▶ [TASK TO CARRY OUT]
Every entry must be echoed exactly.

··· ENTRIES SUPPLIED

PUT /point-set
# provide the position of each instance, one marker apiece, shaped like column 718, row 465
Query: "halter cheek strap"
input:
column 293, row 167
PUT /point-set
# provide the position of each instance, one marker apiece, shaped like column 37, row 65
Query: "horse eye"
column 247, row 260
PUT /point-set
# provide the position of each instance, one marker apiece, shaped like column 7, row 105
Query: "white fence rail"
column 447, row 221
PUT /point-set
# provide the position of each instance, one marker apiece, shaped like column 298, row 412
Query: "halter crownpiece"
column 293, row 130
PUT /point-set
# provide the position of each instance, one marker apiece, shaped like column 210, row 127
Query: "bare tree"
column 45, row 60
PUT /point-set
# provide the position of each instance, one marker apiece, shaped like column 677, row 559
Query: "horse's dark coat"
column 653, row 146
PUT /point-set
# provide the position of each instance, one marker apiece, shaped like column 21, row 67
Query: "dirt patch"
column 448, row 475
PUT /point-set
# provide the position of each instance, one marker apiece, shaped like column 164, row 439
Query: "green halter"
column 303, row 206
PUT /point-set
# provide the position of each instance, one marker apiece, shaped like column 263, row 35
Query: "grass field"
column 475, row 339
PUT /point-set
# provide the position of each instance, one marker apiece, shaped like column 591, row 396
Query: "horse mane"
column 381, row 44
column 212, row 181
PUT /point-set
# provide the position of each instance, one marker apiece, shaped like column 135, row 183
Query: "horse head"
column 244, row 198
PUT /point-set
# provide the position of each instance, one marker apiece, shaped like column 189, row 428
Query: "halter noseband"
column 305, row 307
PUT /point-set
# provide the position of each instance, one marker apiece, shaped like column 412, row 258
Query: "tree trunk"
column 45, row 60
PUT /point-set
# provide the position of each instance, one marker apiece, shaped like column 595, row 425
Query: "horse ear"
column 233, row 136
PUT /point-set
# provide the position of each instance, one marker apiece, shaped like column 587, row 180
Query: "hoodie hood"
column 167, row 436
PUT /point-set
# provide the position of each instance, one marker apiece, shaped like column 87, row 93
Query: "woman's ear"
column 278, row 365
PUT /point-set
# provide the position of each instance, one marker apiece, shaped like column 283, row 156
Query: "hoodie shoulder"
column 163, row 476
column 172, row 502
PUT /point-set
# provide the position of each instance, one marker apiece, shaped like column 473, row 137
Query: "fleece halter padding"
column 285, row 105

······

▶ [SOLUTION FOR THIS EXERCISE]
PUT /point-set
# provide the position of each instance, one marker apiece, shaped like column 718, row 465
Query: "halter cheek strap"
input:
column 293, row 167
PUT /point-set
# provide the position of each instance, one marker apiece, shaped like column 37, row 65
Query: "horse eye"
column 247, row 260
PUT /point-set
# provide the position of each instance, one marker apiece, shaped like column 7, row 105
Query: "white fence rail"
column 447, row 221
PUT /point-set
# provide the position of each instance, one marker apiece, shaped like column 298, row 412
Query: "halter crownpiece"
column 293, row 130
PUT /point-set
# provide the position of each instance, one marker apiece, shaped like column 210, row 127
Query: "bare tree"
column 45, row 60
PUT /point-set
# provide the position of each instance, one marker apiece, shaped like column 677, row 559
Query: "horse's dark coat"
column 653, row 146
PUT /point-set
# provide the position of each instance, one marker apiece, shaped like column 21, row 67
Query: "dirt patch"
column 448, row 475
PUT /point-set
# provide the position of each instance, one marker apiece, shaped like column 164, row 439
Query: "green halter"
column 303, row 206
PUT /point-set
# provide the position of each instance, one marker apiece, shaped like column 263, row 35
Query: "grass field"
column 475, row 339
PUT /point-set
# provide the position of each instance, one marker apiece, shaped like column 591, row 396
Query: "horse mane"
column 381, row 44
column 212, row 181
PUT /point-set
# provide the position of each instance, one marker apiece, shaped like column 135, row 183
Query: "horse head"
column 244, row 198
PUT /point-set
# provide the position of each instance, one marker apiece, shaped like column 189, row 428
Query: "halter noseband"
column 305, row 307
PUT /point-set
# provide the position of each instance, one marker apiece, shaped like column 412, row 258
Query: "tree trunk"
column 45, row 60
PUT /point-set
# provide the position of each instance, one marker apiece, shaped like column 595, row 425
Query: "horse ear"
column 233, row 136
PUT /point-set
# provide the position of each instance, one marker apiece, shaped like column 587, row 180
Query: "hoodie hood"
column 167, row 436
PUT /point-set
# provide the position of each instance, one marker apiece, shaped like column 87, row 93
Query: "woman's ear"
column 278, row 365
PUT /point-set
# provide the position of each instance, one marker apiece, shaped like column 283, row 156
Query: "hoodie shoulder"
column 163, row 476
column 172, row 502
PUT /point-set
# provide the position of each instance, one marker apiece, shaped like column 473, row 137
Query: "fleece halter padding"
column 285, row 105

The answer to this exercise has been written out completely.